[Exercises]
1) In the interview with Alexander Chee, why does Chee hold that a workshop should act as a mirror to the writer? Answer in one to three sentences.
2) According to the interview with Alexander Chee, at which college is Chee an associate professor of English?
3) Carry on the interview with Alexander Chee from the point where it stops.

Alexander Chee, Author

Alexander Chee is the best-selling author of the novels The Queen of the Night and Edinburgh. His essay collection How to Write an Autobiographical Novel made Entertainment Weekly’s list of the top nonfiction books of the past decade, and Rebecca Solnit selected the essay, “The Autobiography of My Novel,” for inclusion in The Best American Essays 2019. Chee is a contributing editor at The New Republic and an editor at large at the Virginia Quarterly Review. His work has appeared in The Best American Essays 2016, the New York Times Magazine, Slate, Guernica, and Tin House, among others. He is an associate professor of English at Dartmouth College.

Antioch University’s MFA community was fortunate to have Alexander Chee as a guest at our December 2019 residency. In his fiction seminar, Chee applied his “point of telling” frame to James Baldwin’s masterpiece, Go Tell It on the Mountain. While examining the structure of the novel through Baldwin’s point-of-view choices, Chee drew upon other famous literary works and even mentioned the pivotal deaths in The Great Gatsby and Moby-Dick. To audience cries of, “Spoiler alert!” Chee joked, “If you haven’t read these books, I’m sorry, I don’t know how to help you.”

The same holds true for Chee’s work: If you’re a writer and you haven’t read his novels or essays, I don’t know how to help you either. On a rainy LA evening, over gin drinks in his hotel bar, Alexander Chee and I discussed, among other topics, the novel he teaches the most, the difference between basic and narrative description, and what writers should never do to their agents.

Michael Sellar: You write about your own MFA experience at the Iowa Writers’ Workshop in your essay collection—in particular, the workshops led by Deborah Eisenberg. How do you run your own workshops?

 Alexander Chee: The way I understand a workshop is as a mirror to the writer, holding up a mirror to what they’ve written—such that they can see it. That sort of experience of having the work kind of vanish in front of your eyes because you’ve been working on it so long. I try to get them to re-experience what they’ve written through the experience of the readers. I try to get the class to think about that as a way of helping the writer.

MS: The quote that startled me from your reading last night was: “Many student writers become obsessed with aesthetics.” How do you get your students to say what they need to say on the page?

AC: You try to meet them where they are and not try to get them to some sort of standardized place. I really have, in recent times, focused a lot on getting students to resist trying to standardize a particular piece of fiction. Rather than have someone say something like, “I just don’t believe a mother would talk like that.” Instead I say, “Can you instead ask it another way? Can you say, ‘Why is this mother talking like this?’” If you feel there’s not enough support for whatever is happening in the text, can you ask for that, instead of rendering some sort of withering judgment. I try to get them to move off that attempt to make everything sanded down and normal, which is a strange thing that can happen.

 MS: How do you lead students toward convincing detail—“the spark of life”—within their fiction?

AC: I think that most of what we see in writing is impressionism in the service of realism. And that people don’t know that that’s what they’re doing. They just think that’s what they’re supposed to do, so they haven’t really thought about how that works out. There’s this belief that if you apply enough technique in all these different ways, that you will end up with a novel. Technique is not everything. There’s a lot to recommend it, but the spark of life is something that the reader feels through the writer, and the writer has to feel it first.

[Material provided]
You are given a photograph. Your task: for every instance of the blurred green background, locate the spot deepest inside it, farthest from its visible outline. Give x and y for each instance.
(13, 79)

[Responses by task]
1) After working on a piece for a long time, a writer can find that the work seems to vanish before their eyes. A workshop that mirrors the piece lets the writer see it again by re-experiencing it through its readers.

2) Dartmouth College.

3)
 It’s kind of like you’re building a ship in a bottle, but the bottle is the reader’s mind and the ship is the story.

MS: It reminds me of what you wrote about in your final essay, “On Becoming an American Writer,” where the writer’s and the reader’s memory commingle.

AC: It’s kind of like you’re building a ship in a bottle, but the bottle is the reader’s mind and the ship is the story. The only way that that can happen is if they read something and they get it out of what they’ve read from you.

I did have a student recently ask, “How do you describe things?” I said to her that it depends on what you want to achieve, but the idea is that you’re trying to evoke the story as well as describe the story. You’re thinking about: what are the subtle influences and what are the significant ones? I talk to my students a lot about what I think of as “the theater of the event.” How much do you think the theater of the event affects what’s in it?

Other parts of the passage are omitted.